Entries from a pointing dataset:
* * * * * * *
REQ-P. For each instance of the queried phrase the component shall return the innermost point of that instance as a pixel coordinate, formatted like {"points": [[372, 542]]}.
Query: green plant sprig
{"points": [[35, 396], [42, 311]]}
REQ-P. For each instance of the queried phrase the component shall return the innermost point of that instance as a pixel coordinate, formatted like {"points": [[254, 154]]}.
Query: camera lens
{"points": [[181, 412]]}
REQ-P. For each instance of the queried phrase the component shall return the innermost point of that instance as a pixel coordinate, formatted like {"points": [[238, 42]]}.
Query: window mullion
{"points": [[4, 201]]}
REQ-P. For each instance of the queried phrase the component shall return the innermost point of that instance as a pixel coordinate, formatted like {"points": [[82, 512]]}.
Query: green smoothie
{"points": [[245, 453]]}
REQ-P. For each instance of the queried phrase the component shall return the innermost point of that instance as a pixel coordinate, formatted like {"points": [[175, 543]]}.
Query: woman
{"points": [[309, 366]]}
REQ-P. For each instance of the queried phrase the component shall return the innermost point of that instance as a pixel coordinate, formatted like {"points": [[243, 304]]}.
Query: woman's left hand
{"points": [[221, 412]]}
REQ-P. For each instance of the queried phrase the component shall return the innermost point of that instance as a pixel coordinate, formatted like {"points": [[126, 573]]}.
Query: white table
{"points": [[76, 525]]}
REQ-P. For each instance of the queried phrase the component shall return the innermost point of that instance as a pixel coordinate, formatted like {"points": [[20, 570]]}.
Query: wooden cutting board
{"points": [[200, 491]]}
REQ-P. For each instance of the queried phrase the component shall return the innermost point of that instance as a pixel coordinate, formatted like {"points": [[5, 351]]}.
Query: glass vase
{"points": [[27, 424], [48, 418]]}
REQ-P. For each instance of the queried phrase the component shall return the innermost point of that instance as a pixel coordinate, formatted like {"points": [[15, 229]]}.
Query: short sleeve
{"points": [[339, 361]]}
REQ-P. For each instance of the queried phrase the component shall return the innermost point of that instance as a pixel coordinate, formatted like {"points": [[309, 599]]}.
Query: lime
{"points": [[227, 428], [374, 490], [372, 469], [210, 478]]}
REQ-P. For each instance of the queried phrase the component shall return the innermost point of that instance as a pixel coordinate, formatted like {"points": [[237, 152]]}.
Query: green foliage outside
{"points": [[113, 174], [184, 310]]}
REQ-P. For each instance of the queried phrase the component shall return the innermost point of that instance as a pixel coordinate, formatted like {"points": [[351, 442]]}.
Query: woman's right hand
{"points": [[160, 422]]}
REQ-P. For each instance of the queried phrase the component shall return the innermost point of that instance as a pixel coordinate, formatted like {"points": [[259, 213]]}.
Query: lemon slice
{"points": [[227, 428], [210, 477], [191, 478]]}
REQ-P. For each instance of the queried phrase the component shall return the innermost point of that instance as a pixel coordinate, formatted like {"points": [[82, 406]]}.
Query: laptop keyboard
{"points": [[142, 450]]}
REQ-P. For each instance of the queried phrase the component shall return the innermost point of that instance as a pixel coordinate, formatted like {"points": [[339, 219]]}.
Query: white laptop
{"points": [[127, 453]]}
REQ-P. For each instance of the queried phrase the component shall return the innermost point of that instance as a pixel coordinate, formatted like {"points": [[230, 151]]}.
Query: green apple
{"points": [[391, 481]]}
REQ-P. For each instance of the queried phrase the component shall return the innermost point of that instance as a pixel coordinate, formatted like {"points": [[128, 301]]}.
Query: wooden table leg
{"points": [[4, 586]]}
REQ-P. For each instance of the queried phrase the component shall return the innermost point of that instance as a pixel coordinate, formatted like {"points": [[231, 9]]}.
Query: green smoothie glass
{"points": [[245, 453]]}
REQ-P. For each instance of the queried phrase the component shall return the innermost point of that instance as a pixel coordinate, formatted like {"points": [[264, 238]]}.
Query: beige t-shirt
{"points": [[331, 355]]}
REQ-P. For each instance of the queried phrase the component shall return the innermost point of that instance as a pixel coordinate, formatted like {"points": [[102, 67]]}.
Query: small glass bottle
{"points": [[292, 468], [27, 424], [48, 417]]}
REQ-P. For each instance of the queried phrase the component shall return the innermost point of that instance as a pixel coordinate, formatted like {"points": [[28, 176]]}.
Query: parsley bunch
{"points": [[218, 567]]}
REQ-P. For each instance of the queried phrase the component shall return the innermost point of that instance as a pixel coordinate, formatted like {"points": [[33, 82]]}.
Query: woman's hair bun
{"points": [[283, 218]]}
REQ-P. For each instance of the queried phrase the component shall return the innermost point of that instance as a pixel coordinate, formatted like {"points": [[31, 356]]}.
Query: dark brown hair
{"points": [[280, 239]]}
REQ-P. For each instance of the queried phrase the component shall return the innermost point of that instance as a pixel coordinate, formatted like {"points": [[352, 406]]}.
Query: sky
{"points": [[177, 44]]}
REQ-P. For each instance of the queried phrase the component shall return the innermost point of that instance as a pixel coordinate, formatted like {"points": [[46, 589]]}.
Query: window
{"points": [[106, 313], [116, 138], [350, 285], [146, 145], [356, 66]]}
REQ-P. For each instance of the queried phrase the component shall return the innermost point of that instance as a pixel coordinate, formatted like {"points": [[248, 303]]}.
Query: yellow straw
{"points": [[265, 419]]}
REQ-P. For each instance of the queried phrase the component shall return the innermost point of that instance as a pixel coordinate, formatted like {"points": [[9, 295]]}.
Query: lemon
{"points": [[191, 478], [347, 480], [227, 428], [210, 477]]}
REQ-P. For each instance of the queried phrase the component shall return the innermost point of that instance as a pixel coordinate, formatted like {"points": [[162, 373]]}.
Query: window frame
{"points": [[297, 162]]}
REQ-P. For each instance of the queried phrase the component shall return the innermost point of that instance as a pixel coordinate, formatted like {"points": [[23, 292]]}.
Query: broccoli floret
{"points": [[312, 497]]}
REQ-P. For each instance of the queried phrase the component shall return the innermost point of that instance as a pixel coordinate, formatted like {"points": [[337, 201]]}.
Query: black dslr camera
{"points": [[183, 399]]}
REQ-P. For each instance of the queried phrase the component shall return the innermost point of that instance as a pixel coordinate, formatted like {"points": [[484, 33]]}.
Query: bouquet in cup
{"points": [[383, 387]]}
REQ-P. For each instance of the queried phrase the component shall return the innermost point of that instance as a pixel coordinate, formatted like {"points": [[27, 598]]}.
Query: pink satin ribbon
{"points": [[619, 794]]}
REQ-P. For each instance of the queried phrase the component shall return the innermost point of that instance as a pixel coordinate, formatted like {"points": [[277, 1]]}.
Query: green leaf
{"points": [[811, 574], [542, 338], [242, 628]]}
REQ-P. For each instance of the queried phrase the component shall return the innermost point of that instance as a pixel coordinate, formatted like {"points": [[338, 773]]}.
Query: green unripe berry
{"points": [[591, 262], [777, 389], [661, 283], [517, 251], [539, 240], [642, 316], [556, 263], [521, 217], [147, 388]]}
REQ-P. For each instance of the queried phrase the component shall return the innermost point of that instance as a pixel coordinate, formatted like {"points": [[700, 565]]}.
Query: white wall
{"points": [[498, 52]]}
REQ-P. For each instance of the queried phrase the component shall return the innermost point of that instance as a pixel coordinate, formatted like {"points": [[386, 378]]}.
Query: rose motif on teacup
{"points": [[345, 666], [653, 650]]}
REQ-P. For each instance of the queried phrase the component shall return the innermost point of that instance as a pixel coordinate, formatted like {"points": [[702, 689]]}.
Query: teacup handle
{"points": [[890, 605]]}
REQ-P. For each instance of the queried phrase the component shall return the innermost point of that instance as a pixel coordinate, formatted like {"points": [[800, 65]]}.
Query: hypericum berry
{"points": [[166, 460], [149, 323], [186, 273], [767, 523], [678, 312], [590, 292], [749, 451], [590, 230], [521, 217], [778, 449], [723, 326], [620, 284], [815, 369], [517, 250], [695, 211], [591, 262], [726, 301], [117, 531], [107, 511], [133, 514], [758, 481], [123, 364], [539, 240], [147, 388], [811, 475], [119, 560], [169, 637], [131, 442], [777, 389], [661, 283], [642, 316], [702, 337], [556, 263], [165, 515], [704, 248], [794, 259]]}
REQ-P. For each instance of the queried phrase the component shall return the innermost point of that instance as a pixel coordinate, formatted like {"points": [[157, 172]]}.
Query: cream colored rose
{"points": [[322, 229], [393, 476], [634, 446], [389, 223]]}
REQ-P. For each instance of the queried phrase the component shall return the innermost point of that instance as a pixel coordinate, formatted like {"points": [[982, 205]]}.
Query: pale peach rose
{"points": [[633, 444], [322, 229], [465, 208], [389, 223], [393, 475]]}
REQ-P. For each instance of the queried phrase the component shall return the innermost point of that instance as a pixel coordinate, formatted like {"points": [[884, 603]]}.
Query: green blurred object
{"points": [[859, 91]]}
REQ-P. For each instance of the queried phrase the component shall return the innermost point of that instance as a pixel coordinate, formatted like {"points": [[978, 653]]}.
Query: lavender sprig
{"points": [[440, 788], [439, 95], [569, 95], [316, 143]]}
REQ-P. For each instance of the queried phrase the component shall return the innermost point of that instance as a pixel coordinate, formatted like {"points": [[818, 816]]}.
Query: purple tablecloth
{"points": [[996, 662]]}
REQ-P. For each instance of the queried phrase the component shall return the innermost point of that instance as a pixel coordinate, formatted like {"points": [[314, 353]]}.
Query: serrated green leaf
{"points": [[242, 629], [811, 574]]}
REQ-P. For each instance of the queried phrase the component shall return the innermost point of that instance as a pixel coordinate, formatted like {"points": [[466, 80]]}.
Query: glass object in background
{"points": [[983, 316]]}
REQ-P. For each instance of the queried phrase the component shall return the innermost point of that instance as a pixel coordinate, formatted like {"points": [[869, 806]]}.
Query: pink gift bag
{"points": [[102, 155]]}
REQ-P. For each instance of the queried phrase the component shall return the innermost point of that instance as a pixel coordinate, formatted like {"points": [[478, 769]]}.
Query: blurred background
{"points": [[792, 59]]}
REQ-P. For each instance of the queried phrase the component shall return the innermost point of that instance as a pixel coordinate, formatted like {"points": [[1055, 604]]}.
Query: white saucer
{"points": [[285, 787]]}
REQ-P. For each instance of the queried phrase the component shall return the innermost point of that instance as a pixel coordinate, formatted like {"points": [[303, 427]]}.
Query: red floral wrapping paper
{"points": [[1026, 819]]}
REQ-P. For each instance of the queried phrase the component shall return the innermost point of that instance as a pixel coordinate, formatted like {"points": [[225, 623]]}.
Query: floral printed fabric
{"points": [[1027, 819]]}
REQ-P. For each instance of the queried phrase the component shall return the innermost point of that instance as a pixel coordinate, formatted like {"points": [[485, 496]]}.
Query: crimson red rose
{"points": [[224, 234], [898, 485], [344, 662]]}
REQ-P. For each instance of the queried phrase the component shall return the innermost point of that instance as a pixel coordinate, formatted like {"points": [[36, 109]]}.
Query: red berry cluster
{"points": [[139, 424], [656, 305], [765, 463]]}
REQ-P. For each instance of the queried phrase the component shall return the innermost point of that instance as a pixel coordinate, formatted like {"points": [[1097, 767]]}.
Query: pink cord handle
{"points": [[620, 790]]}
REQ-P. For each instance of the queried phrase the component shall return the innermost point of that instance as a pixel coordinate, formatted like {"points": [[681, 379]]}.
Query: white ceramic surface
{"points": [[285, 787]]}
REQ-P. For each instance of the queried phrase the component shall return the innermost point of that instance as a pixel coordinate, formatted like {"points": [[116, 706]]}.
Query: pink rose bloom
* * * * * * *
Find every line in the material above that contains the word "handle", and copy each one. Case counts.

Answer for this exercise:
Query: teacup handle
Query: pink cord handle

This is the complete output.